Debía de tener 14 años la primera vez que bebí un chupito de tequila. Fue en un café de Le Carré, el barrio de Lieja, mi ciudad natal, donde se concentran a la vez bares de estudiantes y tiendas de ropa de lujo. No recuerdo la marca, pero obviamente era un mixto muy barato. O quizás ni era un tequila sino algo con sabor a agave. Al fin y al cabo, en aquella época mis padres sólo me daban 100 francos belgas a la semana (2€50). Si no me equivoco, en 1995 en Bélgica se podían pedir destilados en los bares a partir de los 16 años (hoy hay que tener 18 mínimo). El camarero seguramente no tenía más de 18 años y le daba un poco igual todo. Recuerdo sal, limón y un líquido azulado (aún no conocía el efecto de la luz ultravioleta en ciertos líquidos). También recuerdo que mi compañero de clase se quedó dormido en su silla (habíamos tomado un par de cervezas antes) y que cuando salí a la calle no pude encontrar mi cartera. Al ver mi cara descompuesta, el compañero, ya despierto, admitió que me había gastado una broma y la tenia él. Unos meses después, dejó el insti y empezó a salir con el grupo de amigos de su hermano mayor, que eran unos neonazis. La última vez que lo vi, olía a perro muerto y creo que dormía en la calle, con 15 años. Lo nuestro fue una breve amistad de circunstancias: yo había llegado a este instituto desde el colegio de mi pueblo (población: 500). Era el mejor instituto de una ciudad de 250.000 habitantes, los alumnos se conocían todos, y la dirección había agrupado a todos los que venían de otra parte, como yo, con los que no deberían haber estado allí, como él.
No sé hoy en día, pero en los años 80 y 90 beber siendo menor de edad no estaba mal visto en Bélgica. De hecho, era práctica común dar a los niños cerveza « de mesa » con tan solo 1,2% de alcohol. Mi madre insiste en que la primera vez que me puse un poco joyeux (alegre) fue a los seis años, cuando bebí un sorbo de una cerveza que había dejado sobre la mesa, pero tengo otro recuerdo: creo que se equivocó de botella en el supermercado y me sirvo una cerveza de 3,8% en lugar de una de 1,2%. Cosas que pasaban.

Tareas del ejercicio:
1) Traduce al inglés esta oración del relato sobre el primer chupito de tequila: "Fue en un café de Le Carré, el barrio de Lieja, mi ciudad natal, donde se concentran a la vez bares de estudiantes y tiendas de ropa de lujo."
2) Prosigue el relato sobre el primer chupito de tequila a partir de su última oración.

Material recopilado:
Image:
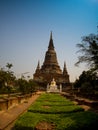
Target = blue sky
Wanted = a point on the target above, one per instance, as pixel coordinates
(25, 27)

Soluciones:
1) It was at a café in Le Carré, the neighborhood of Liège, my hometown, where both student bars and luxury clothing stores are clustered.

2)
Para los jóvenes de Lieja, uno de los principales acontecimientos de sociabilización relacionado con el alcohol es la noche del 14 de agosto. En una parte muy castiza de la ciudad, el 15 de agosto tiene lugar la procesión de una Virgen negra. Para mucha gente, la tradición es salir de fiesta toda la noche y luego ir a esperar a la Virgen de madrugada. Tengo un recuerdo especial del 14 de agosto de 1999, cuando tenía 17 años. Nos reunimos muchos compañeros del instituto. Algunos iban a empezar la universidad dos semanas más tarde. Otros, como yo, se iban al extranjero a aprender un idioma. Era la última oportunidad de hacer una fiesta juntos o de decirle por fin a esa persona especial lo que pensabas de ella. Ya me entienden. Obviamente, el proceso dependía de la lubricación alcohólica. Mi región natal tiene una gran tradición de genièvre, un destilado de enebro muy parecido al genever holandés y al que llamamos pèkèt. En general, los jóvenes beben este destilado mezclado con azúcar y sabor a fruta: un pèkèt citron (con limón), por ejemplo. Pero aquel verano la bebida de moda era el Zizi Coincoin (zizi quiere decir pito y coin coin es el ruido que hace un pato —ya ven el nivel), una mezcla de zumo de limón y Cointreau. Ahora se ha convertido en marca comercial y ya no se produce con Cointreau, pero los efectos que tuvo el Zizi Coincoin son obvios: 25 años después, a pesar de la innegable calidad del licor francés, me sigue resultando extremadamente difícil apreciar un cóctel con mucho Cointreau (si tu lis ça, Caroline: désolé). La culpa, claro, es de aquella noche, cuyos únicos recuerdos son un beso furtivo, la imagen de un amigo tumbado en la acera con la cabeza apoyada en los muslos de una amiga que le acariciaba el pelo y el esfuerzo que nos costó luego cruzar el río intentando no vomitar delante de las decenas de personas que se encontraban en el puente a las 8 de la mañana. Volvimos a la casa del amigo sin la amiga del beso ni la amiga de los muslos. La vida es así de perra, a veces.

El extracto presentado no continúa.